**Text extract:**
Copyright © 2024 World Wide Web Consortium. W3C® liability, trademark and permissive document license rules apply.
This specification extends MediaStreamTrack
to provide an
optional hint about the user's preference on how the media should
be treated when insufficient resources for perfect reproduction
are available.
This optional hint permits
MediaStreamTrack
sinks such as RTCPeerConnection
(defined in [webrtc]) or MediaRecorder (defined in
[mediastream-recording]) that process a track's audio or video
content to choose processing parameters that are appropriate to the
user's preferences.
This section describes the status of this document at the time of its publication. A list of current W3C publications and the latest revision of this technical report can be found in the W3C technical reports index at https://www.w3.org/TR/.
This document was published by the Web Real-Time Communications Working Group as a Working Draft using the Recommendation track.
Publication as a Working Draft does not imply endorsement by W3C and its Members.
This is a draft document and may be updated, replaced or obsoleted by other documents at any time. It is inappropriate to cite this document as other than work in progress.
This document was produced by a group operating under the W3C Patent Policy. W3C maintains a public list of any patent disclosures made in connection with the deliverables of the group; that page also includes instructions for disclosing a patent. An individual who has actual knowledge of a patent which the individual believes contains Essential Claim(s) must disclose the information in accordance with section 6 of the W3C Patent Policy.
This document is governed by the 03 November 2023 W3C Process Document.
Algorithms used for processing speech and music differ greatly. Echo-cancellation algorithms developed for speech-type content might not work well on music, and noise-suppression algorithms might remove drum snares or other "noisy" content. While this makes speech more intelligible it is less appropriate for music signals.
For video, webcam content often require denoising and is often intelligible even when downscaled or with high quantization levels. Screencast content of presentations or webpages with a lot of text content is completely unintelligible if the quantization levels are too high or if the content is downscaled or otherwise blurry.
Without automatic detection of media content, a MediaStreamTrack
consumer can only make an educated guess. This guess may be based on
assuming that screencast content, such as
chrome.desktopCapture
, contains text content and must use low
quantization levels, and drop frames extensively to meet bitrate
requirements. Another assumption is that regular USB video devices provide
webcam video, and higher quantization levels and downscaling are
acceptible.
While usually appropriate this educated guess leads to sub-optimal settings when incorrect. This manifests as high framedropping when screencasting high-motion content such as a movie or streaming a video game and treating it as text. Treating highly-detailed content as regular webcam video on the other hand leads to too-blurry content when being either quantized or downscaled beyond readability to meet bitrate requirements. This mismatch may also happen when HDMI video-capture cards are seen as USB webcams but actually screencast webpage text.
In some cases the web application can make a more-educated guess or take user input to inform consumers of what kind of content is being encoded. A web application that streams video-game content would be able to preserve motion from desktop capture at the cost of individual frame detail. A music-studio application would be able to prevent noise suppression from removing snares from a music track.

**Stated exercise:**
Copy the passage of the content-hint draft above from "Algorithms used for" to "for music signals.", word for word.

**Given records:**

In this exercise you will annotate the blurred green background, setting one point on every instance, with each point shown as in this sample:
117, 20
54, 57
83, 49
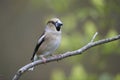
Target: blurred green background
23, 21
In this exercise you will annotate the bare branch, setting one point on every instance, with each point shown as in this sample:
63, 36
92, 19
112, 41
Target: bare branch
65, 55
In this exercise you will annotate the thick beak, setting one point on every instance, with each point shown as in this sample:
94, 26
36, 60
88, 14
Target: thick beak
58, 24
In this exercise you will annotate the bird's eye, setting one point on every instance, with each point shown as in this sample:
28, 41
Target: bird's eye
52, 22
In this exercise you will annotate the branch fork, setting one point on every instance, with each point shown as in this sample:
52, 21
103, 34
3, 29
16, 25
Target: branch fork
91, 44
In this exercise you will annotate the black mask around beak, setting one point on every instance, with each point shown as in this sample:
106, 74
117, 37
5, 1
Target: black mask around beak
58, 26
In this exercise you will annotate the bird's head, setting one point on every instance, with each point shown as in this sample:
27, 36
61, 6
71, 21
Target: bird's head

**Complete response:**
Algorithms used for processing speech and music differ greatly. Echo-cancellation algorithms developed for speech-type content might not work well on music, and noise-suppression algorithms might remove drum snares or other "noisy" content. While this makes speech more intelligible it is less appropriate for music signals.